■ Supplied passage:
"""

"You can't put lipstick on a PIIG," analysts at Denmark's Danske Bank wrote in a report earlier this month, noting that the market had suddenly woken up to the long-running financial problems of the so-called European peripheral countries of Portugal, Ireland, Italy, Greece and Spain.
These problems constitute the worst crisis the European Monetary Union (EMU) has faced in its short history, and ironically, have only really emerged as the eurozone area tips into economic recovery. The problem is that some European Monetary Union members are tipping into it swifter than others, creating diverging monetary needs and an almost two-tiered eurozone. The problem has become so pronounced that some are now seriously discussing a scenario that would have been unheard until recent months: countries leaving the eurozone and reverting back to national currencies.
"The economic recovery that the eurozone anticipates in 2010 could bring with it new tensions," Harvard economics professor Martin Feldstein presciently wrote in December. "Indeed, in the extreme, some countries could find themselves considering whether to leave the single currency altogether."

"""

■ Goal of the exercise: Translate this sentence from the eurozone passage into Spanish: "These problems constitute the worst crisis the European Monetary Union (EMU) has faced in its short history, and ironically, have only really emerged as the eurozone area tips into economic recovery."

■ Entries taken from a collection:
"""

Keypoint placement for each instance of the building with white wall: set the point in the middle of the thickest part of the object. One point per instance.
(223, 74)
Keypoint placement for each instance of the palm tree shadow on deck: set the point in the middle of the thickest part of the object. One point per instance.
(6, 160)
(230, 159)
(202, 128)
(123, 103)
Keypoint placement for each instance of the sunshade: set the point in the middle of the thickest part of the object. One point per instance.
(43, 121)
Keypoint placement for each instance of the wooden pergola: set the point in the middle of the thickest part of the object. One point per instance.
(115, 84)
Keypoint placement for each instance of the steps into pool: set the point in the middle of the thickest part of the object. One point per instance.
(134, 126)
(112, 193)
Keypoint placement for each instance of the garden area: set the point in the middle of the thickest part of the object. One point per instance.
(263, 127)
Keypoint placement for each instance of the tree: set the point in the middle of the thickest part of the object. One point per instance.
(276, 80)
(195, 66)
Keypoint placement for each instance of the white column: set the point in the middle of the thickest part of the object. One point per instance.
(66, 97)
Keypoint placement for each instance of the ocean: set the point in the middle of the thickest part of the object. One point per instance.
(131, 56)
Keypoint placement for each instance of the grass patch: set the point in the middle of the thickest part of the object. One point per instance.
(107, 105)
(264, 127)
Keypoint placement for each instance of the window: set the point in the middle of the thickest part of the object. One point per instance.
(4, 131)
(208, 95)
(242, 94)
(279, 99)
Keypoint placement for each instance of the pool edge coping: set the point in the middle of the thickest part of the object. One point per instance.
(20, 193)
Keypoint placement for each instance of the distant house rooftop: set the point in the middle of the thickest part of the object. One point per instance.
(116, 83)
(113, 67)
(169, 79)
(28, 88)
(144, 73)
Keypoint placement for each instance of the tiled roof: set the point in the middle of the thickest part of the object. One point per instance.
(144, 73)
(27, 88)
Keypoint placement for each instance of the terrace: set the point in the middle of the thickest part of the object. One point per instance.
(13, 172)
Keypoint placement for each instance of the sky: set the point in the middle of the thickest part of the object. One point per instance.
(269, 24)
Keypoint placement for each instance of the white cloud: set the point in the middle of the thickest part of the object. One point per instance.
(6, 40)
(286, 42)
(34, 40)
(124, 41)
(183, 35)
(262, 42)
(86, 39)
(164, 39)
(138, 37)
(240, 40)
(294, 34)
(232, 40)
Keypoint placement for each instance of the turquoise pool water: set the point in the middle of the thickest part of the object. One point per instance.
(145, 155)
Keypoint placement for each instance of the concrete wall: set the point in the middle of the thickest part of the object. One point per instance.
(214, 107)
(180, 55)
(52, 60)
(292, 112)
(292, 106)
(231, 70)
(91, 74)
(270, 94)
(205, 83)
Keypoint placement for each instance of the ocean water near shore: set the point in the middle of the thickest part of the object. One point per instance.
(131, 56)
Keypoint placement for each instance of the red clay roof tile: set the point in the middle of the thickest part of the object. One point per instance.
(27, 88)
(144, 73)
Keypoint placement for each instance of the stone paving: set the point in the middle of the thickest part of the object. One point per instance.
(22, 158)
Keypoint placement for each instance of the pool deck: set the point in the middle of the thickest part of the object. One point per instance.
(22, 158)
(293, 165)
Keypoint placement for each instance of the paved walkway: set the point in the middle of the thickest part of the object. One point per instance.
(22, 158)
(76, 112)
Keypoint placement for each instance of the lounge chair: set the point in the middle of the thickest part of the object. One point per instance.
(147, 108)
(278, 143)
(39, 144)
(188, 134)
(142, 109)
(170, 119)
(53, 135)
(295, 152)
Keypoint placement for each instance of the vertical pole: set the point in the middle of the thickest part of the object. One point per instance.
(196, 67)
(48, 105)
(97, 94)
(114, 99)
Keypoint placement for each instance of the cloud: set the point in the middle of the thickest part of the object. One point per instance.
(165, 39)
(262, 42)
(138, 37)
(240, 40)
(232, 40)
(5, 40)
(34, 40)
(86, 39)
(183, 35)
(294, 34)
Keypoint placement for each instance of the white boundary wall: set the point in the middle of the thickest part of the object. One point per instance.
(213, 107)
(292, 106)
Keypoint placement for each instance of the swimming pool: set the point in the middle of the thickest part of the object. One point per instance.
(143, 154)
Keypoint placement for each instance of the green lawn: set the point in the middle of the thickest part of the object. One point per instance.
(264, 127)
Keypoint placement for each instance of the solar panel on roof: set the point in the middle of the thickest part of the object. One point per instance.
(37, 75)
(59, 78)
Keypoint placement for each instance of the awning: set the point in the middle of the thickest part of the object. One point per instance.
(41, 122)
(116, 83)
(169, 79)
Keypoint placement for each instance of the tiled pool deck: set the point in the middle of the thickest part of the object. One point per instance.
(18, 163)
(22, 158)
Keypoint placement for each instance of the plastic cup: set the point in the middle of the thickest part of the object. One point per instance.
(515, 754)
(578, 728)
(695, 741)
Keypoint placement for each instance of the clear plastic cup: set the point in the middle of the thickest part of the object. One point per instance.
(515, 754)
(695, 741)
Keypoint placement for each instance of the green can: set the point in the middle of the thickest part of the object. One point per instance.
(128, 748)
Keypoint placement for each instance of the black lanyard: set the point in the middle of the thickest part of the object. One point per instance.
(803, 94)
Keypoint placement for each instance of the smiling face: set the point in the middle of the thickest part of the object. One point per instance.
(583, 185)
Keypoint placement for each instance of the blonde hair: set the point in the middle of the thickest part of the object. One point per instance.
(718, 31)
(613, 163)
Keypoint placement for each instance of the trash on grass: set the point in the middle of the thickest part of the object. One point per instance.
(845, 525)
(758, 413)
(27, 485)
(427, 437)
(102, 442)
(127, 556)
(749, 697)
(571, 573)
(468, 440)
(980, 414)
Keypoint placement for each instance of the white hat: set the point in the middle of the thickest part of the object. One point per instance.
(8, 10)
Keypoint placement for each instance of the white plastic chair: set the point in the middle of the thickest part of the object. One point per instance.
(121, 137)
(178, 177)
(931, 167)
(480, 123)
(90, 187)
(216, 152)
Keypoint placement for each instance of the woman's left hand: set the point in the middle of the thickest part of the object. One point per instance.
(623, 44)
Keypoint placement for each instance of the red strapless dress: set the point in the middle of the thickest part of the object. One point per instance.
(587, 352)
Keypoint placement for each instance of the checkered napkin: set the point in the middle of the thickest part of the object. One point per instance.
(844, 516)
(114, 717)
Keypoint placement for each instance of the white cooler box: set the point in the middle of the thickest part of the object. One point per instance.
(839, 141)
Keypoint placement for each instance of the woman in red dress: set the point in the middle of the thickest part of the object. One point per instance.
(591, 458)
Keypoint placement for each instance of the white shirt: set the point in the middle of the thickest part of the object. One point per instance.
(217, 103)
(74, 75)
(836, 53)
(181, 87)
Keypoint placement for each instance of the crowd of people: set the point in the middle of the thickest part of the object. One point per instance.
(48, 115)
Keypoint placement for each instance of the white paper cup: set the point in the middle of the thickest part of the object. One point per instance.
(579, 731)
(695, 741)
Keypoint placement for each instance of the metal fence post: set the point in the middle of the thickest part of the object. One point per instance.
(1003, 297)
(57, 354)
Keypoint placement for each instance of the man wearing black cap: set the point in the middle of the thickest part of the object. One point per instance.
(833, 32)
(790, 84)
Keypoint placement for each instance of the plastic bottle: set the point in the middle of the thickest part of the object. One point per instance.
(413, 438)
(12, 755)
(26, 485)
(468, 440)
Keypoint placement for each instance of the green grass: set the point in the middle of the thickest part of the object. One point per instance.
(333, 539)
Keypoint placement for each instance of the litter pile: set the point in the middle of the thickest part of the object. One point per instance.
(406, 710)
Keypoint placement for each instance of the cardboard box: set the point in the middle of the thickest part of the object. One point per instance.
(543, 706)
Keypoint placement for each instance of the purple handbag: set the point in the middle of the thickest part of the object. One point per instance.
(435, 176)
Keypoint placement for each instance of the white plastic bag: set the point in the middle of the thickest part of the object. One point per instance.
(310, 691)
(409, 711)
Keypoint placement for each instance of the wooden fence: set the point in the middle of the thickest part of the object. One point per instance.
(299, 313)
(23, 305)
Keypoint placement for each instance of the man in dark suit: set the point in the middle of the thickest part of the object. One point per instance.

"""

■ Answer for this exercise: Estos problemas constituyen la peor crisis que ha enfrentado la Unión Monetaria Europea (UME) en su corta historia y, paradójicamente, solo han surgido de verdad cuando la zona del euro entra en la recuperación económica.